*Votre objectif*: Dans le texte ci-dessous sur les émeutes de Ferguson, selon le magazine « Time », de quoi ces incidents sont-ils révélateurs, s'il vous plaît ?

La décision rendue le 25 novembre par un grand jury du Comté de Saint Louis, dans l'Etat du Missouri, aux États-Unis, a été comme une étincelle qui a mis le feu aux poudres et a fait éclater une vague, longtemps retenue, de forte émotion au sein de la communauté afro-américaine, qui s'est transformée en une série d'émeutes qui ont eu lieu un peu partout dans le pays.
Face à ces émeutes, le Président américain Barack Obama a déclaré que cette affaire révélait le « problème américain ». Mais en fin de compte, quel est ce problème ? Barack Obama met cela sur le compte de lois « ne sont pas appliquées de façon uniforme ou juste » envers les minorités ethniques ; de son côté, le magazine « Time », dans un article publié en septembre, estime que les incidents de Ferguson sont plutôt révélateurs d'une « guerre » entre riches et pauvres aux Etats-Unis, et que cela n'a rien à voir avec un problème de racisme.

*Données à analyser*:
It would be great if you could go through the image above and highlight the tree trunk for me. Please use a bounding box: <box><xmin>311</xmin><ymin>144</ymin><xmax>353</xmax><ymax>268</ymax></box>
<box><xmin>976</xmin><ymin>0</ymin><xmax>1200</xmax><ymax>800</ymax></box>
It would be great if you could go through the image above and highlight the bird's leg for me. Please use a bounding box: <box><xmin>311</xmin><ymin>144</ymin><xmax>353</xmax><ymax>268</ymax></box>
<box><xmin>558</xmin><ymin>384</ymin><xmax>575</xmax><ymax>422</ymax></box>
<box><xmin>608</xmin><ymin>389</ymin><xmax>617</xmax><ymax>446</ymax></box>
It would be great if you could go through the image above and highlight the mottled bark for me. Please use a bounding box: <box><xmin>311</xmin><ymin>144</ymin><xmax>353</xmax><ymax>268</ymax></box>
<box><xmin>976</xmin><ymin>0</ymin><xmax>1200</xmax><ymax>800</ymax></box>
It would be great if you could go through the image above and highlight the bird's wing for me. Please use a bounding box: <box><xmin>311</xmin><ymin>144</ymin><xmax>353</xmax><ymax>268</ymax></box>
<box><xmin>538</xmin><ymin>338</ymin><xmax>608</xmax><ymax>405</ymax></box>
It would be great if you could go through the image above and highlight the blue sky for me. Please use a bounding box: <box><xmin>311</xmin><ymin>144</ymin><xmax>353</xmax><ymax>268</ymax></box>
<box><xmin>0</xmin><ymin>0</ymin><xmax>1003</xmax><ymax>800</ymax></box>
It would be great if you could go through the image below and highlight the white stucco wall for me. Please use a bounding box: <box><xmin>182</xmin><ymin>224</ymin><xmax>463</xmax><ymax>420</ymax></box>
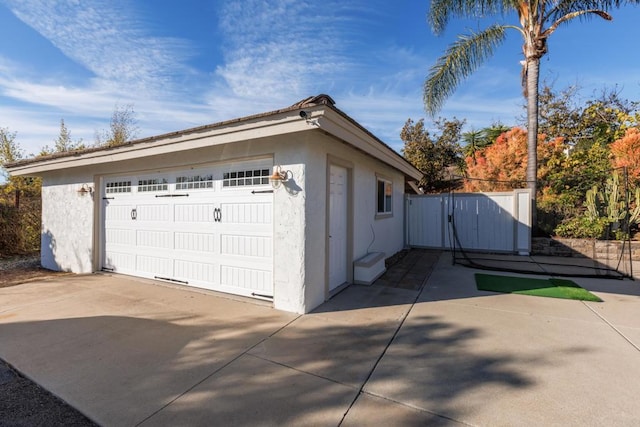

*Résultat de la tâche*: D'une « guerre » entre riches et pauvres aux États-Unis.